## Entries provided
** BEGIN **

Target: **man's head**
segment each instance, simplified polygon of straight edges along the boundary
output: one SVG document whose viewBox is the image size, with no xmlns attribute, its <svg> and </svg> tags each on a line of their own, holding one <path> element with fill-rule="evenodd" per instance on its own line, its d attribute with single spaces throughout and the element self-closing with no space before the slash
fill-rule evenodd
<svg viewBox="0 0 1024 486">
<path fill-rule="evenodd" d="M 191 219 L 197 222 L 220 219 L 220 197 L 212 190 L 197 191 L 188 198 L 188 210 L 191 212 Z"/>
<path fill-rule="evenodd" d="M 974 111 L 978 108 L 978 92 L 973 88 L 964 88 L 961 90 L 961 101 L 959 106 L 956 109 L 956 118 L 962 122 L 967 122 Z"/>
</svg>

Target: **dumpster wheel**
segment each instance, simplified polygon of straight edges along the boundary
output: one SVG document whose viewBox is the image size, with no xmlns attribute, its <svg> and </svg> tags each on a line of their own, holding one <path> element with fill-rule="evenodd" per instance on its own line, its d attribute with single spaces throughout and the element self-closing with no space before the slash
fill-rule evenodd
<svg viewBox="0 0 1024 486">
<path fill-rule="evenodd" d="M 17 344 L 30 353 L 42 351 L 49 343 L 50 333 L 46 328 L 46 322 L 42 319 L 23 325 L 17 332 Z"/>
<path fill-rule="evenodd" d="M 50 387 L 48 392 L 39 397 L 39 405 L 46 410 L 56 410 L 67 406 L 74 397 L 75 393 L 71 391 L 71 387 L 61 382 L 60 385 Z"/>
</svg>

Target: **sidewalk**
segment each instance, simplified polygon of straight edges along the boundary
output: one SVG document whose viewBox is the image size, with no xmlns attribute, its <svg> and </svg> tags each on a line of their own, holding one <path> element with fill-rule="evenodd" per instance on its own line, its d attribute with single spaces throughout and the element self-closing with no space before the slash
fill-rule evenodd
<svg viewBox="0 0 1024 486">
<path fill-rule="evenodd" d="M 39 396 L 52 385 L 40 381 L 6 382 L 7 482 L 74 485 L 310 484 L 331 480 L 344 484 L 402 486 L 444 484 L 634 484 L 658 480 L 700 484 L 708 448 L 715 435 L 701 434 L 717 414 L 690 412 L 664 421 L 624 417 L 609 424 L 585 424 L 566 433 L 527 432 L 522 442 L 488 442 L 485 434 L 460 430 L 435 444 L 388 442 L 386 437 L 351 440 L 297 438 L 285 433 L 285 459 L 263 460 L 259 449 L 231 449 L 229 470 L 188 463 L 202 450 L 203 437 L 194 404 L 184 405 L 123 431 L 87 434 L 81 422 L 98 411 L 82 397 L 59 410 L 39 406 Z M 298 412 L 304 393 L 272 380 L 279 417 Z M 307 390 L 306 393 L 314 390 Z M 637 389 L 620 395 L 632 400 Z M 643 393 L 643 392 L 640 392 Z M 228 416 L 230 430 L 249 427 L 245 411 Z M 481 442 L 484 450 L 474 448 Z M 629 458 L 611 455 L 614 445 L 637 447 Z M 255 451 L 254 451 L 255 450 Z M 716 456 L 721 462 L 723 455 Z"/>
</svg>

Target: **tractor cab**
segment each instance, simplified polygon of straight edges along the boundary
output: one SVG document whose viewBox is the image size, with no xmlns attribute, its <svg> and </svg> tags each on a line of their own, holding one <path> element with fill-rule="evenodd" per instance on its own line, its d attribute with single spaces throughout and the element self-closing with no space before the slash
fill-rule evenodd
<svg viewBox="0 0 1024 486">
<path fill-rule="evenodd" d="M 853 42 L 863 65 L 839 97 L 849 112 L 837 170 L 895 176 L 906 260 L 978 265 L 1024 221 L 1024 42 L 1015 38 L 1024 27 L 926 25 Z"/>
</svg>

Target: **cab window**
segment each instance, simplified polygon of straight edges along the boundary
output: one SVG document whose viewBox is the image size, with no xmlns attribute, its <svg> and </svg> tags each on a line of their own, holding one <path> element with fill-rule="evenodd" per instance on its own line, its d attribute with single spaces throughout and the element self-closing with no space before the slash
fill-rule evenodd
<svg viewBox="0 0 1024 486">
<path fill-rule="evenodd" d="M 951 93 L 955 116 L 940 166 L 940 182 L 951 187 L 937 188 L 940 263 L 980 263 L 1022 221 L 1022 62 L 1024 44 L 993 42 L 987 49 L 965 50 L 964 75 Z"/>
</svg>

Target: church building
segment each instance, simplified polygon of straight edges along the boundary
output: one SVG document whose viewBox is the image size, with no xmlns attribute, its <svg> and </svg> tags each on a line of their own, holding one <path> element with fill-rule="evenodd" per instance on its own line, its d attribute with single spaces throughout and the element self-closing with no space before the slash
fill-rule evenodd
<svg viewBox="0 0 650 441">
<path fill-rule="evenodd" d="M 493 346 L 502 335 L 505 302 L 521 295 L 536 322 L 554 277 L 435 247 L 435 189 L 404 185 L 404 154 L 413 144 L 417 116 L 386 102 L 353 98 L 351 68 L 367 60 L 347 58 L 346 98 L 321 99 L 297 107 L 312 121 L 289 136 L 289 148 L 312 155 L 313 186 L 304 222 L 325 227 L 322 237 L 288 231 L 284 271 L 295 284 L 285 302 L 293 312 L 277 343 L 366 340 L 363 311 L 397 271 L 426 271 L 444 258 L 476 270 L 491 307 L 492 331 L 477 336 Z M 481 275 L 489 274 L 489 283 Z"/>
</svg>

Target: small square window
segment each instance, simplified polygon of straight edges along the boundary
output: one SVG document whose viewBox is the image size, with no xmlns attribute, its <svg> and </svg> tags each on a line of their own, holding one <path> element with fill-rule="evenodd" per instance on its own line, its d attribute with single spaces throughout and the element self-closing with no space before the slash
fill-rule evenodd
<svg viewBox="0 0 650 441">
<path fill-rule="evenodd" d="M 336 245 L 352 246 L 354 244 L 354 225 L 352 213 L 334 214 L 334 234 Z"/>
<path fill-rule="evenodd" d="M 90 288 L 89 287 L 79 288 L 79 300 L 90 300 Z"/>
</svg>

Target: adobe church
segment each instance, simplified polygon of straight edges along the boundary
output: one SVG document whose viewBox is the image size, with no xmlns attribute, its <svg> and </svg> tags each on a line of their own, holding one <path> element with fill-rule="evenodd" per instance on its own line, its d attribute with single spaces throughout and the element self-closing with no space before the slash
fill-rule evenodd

** END **

## Task details
Write out every one of the rows above again, line for line, without changing a single character.

## Finished answer
Target: **man's head**
segment each instance, simplified polygon of straight edges along the boundary
output: one SVG document whose viewBox is the image size, with no xmlns attribute, its <svg> and </svg> tags each on a line of their own, holding one <path> element with fill-rule="evenodd" per instance on its own line, its d attribute with single spaces throughout and the element self-closing with no space before the slash
fill-rule evenodd
<svg viewBox="0 0 1024 486">
<path fill-rule="evenodd" d="M 191 219 L 197 222 L 220 219 L 220 197 L 212 190 L 197 191 L 188 198 L 188 210 L 191 212 Z"/>
<path fill-rule="evenodd" d="M 974 111 L 978 108 L 978 92 L 973 88 L 964 88 L 961 90 L 961 101 L 959 106 L 956 109 L 956 118 L 962 122 L 967 122 Z"/>
</svg>

Target: **dumpster wheel**
segment each instance, simplified polygon of straight edges along the boundary
output: one SVG document whose viewBox is the image size, with no xmlns attribute, its <svg> and </svg> tags each on a line of their own, holding one <path> element with fill-rule="evenodd" per instance on its own line, its d attribute with single spaces throughout and the element self-closing with no space before the slash
fill-rule evenodd
<svg viewBox="0 0 1024 486">
<path fill-rule="evenodd" d="M 17 344 L 30 353 L 42 351 L 49 343 L 50 333 L 46 328 L 46 322 L 42 319 L 23 325 L 17 332 Z"/>
<path fill-rule="evenodd" d="M 50 387 L 48 392 L 39 397 L 39 405 L 46 410 L 56 410 L 67 406 L 74 397 L 75 393 L 71 391 L 71 387 L 61 382 L 60 385 Z"/>
</svg>

Target: **sidewalk**
segment each instance, simplified polygon of straight edges along the boundary
output: one SVG document whose viewBox is the image size, with no xmlns attribute, its <svg> and </svg> tags each on a line of their own, holding one <path> element with fill-rule="evenodd" per instance on its own line, its d attribute with single spaces throughout and the element self-closing with no space before the slash
fill-rule evenodd
<svg viewBox="0 0 1024 486">
<path fill-rule="evenodd" d="M 39 396 L 52 385 L 40 381 L 6 382 L 7 482 L 74 485 L 310 484 L 331 480 L 344 484 L 402 486 L 444 484 L 634 484 L 658 480 L 700 484 L 708 448 L 715 435 L 701 434 L 717 414 L 690 412 L 664 421 L 624 417 L 609 424 L 585 424 L 566 433 L 527 432 L 522 442 L 488 442 L 485 434 L 460 430 L 435 444 L 388 442 L 386 437 L 351 440 L 297 438 L 285 433 L 285 459 L 263 460 L 259 449 L 231 449 L 229 470 L 188 463 L 202 450 L 203 437 L 194 404 L 184 405 L 123 431 L 87 434 L 81 422 L 98 411 L 82 397 L 59 410 L 39 406 Z M 298 412 L 304 393 L 272 380 L 279 417 Z M 307 390 L 306 393 L 314 390 Z M 637 389 L 620 395 L 632 400 Z M 643 393 L 643 392 L 640 392 Z M 228 416 L 230 430 L 249 427 L 245 411 Z M 481 442 L 484 450 L 474 448 Z M 629 458 L 611 455 L 614 445 L 637 447 Z M 255 451 L 254 451 L 255 450 Z M 716 456 L 721 462 L 723 455 Z"/>
</svg>

Target: **tractor cab**
segment each instance, simplified polygon of straight edges along the boundary
output: one SVG document whose viewBox is the image size, with no xmlns attribute, its <svg> and </svg> tags each on a line of their own, holding one <path> element with fill-rule="evenodd" per instance on its own line, its d attribute with single spaces throughout and the element self-closing with no space before the slash
fill-rule evenodd
<svg viewBox="0 0 1024 486">
<path fill-rule="evenodd" d="M 853 42 L 863 65 L 839 97 L 849 112 L 837 170 L 895 176 L 906 260 L 978 265 L 1024 221 L 1024 42 L 1015 38 L 1024 27 L 926 25 Z"/>
</svg>

Target: **cab window**
segment each instance, simplified polygon of straight edges along the boundary
output: one SVG document whose viewBox is the image size, with no xmlns attribute, its <svg> and </svg> tags each on a line of their own, holding one <path> element with fill-rule="evenodd" per instance on its own line, its d attribute with single spaces throughout and the element self-closing with no space before the slash
fill-rule evenodd
<svg viewBox="0 0 1024 486">
<path fill-rule="evenodd" d="M 951 93 L 955 116 L 940 166 L 940 182 L 951 187 L 937 188 L 940 263 L 980 263 L 1022 221 L 1022 62 L 1024 44 L 993 42 L 987 49 L 965 50 L 964 75 Z"/>
</svg>

Target: church building
segment each instance, simplified polygon of straight edges along the boundary
output: one SVG document whose viewBox is the image size, with no xmlns attribute, its <svg> and </svg> tags each on a line of their own, holding one <path> element with fill-rule="evenodd" per instance on its own line, its d attribute with single spaces throughout and the element self-closing with no space before the slash
fill-rule evenodd
<svg viewBox="0 0 650 441">
<path fill-rule="evenodd" d="M 493 346 L 502 335 L 505 302 L 521 295 L 536 322 L 554 277 L 435 247 L 435 189 L 404 185 L 404 154 L 413 144 L 417 116 L 386 102 L 353 98 L 351 68 L 367 60 L 347 58 L 346 98 L 321 99 L 297 107 L 312 121 L 289 136 L 289 148 L 312 155 L 313 186 L 304 222 L 325 227 L 322 237 L 288 231 L 284 271 L 295 284 L 285 302 L 293 312 L 277 343 L 366 340 L 363 311 L 397 271 L 426 271 L 444 258 L 476 270 L 491 307 L 492 331 L 477 336 Z M 481 275 L 489 274 L 489 283 Z"/>
</svg>

Target: small square window
segment each instance, simplified polygon of straight edges along the boundary
output: one SVG document whose viewBox is the image size, with no xmlns attribute, its <svg> and </svg> tags each on a line of their own, holding one <path> element with fill-rule="evenodd" per instance on its own line, its d attribute with single spaces throughout and the element self-closing with no space before the slash
fill-rule evenodd
<svg viewBox="0 0 650 441">
<path fill-rule="evenodd" d="M 336 245 L 352 246 L 354 244 L 354 225 L 352 213 L 334 214 L 334 234 Z"/>
<path fill-rule="evenodd" d="M 90 288 L 89 287 L 79 288 L 79 300 L 90 300 Z"/>
</svg>

Target: adobe church
segment each instance, simplified polygon of straight edges along the boundary
output: one SVG document whose viewBox is the image size, with no xmlns attribute, its <svg> and </svg> tags each on a line of their own, holding one <path> element with fill-rule="evenodd" per instance on its own line, its d attribute with single spaces throughout and the element self-closing with no space before the slash
fill-rule evenodd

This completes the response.